Work to complete ::
Pick out every line in the items below that contains the word "bowl", and copy each of those lines. Case counts when matching.

Records shown ::

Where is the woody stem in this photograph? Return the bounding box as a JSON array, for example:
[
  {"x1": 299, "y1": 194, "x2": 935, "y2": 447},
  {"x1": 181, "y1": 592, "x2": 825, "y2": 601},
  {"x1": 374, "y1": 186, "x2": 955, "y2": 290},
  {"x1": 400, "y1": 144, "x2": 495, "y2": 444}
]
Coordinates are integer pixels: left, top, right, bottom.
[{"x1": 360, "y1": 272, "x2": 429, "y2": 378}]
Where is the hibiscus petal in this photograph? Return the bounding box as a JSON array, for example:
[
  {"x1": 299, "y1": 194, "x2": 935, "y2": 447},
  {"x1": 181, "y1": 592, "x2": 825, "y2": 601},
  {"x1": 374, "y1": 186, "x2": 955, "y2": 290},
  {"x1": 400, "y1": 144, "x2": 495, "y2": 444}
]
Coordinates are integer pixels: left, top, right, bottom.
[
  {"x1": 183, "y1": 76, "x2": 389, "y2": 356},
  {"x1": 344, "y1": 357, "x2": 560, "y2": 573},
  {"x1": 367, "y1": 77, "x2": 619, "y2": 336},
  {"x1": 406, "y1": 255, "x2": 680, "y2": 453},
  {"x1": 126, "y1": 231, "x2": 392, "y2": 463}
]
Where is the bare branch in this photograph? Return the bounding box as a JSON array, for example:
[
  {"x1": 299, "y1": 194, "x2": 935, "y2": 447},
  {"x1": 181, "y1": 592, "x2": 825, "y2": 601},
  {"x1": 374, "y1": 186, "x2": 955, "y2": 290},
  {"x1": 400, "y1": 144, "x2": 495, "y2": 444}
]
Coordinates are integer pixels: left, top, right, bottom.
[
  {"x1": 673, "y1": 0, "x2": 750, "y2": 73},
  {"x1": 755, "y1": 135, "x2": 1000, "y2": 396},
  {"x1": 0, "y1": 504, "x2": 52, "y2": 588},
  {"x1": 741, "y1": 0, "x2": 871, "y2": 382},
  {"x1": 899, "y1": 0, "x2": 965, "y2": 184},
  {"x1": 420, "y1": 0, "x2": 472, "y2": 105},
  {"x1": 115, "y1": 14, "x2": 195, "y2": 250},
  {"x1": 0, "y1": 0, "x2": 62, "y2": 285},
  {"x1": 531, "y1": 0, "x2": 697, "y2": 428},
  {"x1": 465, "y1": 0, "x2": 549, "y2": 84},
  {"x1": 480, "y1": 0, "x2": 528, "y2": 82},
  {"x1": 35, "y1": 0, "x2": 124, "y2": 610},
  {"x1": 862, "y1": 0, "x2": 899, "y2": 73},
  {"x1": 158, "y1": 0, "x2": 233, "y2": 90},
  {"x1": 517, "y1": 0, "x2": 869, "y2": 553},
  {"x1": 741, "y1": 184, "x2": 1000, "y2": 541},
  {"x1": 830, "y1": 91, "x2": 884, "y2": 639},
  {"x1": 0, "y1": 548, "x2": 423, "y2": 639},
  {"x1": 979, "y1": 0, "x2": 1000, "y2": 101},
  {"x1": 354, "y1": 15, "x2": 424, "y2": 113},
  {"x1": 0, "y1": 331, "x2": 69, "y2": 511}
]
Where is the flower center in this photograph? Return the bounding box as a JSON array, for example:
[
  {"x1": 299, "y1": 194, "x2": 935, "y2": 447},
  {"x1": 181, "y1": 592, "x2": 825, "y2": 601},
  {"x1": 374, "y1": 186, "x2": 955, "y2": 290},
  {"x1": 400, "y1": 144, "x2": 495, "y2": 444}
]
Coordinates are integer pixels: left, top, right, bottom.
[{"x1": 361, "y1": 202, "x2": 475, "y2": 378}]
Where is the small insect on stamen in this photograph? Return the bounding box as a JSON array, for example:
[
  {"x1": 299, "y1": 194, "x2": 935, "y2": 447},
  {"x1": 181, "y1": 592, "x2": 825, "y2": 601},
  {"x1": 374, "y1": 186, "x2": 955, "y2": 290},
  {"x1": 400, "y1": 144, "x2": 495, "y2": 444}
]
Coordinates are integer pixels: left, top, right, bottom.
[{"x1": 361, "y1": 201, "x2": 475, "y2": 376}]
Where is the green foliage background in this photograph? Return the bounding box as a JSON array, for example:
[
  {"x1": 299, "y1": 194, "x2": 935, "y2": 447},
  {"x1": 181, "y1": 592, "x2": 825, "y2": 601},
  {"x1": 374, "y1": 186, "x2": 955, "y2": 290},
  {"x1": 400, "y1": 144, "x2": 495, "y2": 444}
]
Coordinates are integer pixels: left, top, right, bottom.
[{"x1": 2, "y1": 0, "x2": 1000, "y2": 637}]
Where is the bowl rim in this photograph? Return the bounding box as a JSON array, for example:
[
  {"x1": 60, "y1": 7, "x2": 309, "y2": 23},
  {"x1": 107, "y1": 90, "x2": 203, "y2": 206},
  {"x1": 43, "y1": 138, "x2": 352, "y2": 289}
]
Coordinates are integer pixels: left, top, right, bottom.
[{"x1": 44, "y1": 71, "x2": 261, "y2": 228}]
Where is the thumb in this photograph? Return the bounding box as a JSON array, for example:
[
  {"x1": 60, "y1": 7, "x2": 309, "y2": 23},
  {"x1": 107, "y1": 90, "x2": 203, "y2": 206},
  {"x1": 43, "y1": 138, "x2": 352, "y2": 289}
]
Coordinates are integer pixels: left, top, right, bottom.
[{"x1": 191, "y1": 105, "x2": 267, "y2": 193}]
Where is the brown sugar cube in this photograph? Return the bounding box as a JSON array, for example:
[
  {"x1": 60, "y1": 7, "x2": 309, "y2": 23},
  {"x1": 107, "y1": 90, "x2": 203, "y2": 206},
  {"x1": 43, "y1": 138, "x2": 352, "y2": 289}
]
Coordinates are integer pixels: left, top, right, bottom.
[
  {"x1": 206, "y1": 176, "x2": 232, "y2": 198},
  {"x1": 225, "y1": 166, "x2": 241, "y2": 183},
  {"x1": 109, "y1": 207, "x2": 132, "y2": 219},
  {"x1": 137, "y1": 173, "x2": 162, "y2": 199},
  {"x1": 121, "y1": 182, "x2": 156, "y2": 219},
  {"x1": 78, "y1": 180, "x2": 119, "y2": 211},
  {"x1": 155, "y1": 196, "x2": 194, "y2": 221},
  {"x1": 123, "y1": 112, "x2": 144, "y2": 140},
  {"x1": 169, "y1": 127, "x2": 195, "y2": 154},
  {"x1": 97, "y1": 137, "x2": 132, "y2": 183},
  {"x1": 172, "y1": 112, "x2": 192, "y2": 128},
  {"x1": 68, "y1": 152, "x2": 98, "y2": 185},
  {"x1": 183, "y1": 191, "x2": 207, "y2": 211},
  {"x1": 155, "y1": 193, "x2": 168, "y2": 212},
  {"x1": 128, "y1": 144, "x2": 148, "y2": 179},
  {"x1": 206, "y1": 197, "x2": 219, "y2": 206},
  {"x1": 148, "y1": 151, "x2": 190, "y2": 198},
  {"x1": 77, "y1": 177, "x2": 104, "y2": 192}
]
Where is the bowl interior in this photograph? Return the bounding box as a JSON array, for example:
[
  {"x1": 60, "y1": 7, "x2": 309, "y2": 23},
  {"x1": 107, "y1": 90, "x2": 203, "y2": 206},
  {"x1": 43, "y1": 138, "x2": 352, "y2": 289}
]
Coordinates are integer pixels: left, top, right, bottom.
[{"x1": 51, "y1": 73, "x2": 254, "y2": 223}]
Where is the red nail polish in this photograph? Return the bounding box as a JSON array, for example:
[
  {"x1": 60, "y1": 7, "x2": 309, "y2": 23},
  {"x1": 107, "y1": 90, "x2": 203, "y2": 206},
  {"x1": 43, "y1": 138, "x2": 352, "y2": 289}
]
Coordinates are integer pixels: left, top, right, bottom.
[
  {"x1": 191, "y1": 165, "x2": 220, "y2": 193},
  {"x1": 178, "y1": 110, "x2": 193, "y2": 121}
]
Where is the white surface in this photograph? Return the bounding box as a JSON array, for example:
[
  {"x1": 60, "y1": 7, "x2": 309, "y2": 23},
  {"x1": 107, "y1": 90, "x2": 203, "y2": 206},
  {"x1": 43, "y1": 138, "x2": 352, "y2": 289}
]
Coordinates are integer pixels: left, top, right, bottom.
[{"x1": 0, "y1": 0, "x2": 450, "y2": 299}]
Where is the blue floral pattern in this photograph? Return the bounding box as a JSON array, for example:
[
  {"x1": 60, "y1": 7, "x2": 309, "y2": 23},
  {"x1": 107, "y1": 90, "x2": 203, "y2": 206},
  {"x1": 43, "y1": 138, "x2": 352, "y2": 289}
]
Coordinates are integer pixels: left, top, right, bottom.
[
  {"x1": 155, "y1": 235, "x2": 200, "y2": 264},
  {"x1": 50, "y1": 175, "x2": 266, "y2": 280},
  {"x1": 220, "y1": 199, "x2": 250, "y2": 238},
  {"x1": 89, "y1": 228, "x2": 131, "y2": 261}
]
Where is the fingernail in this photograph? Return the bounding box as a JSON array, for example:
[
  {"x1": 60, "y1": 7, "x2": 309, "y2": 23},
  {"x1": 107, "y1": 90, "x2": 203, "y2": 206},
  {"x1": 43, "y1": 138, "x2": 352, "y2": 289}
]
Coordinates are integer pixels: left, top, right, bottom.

Solution for this problem ::
Where is the bowl rim in this photograph? Return the bounding box as a JSON array, for example:
Where is the bowl interior in this photograph? Return the bounding box as a JSON array, for example:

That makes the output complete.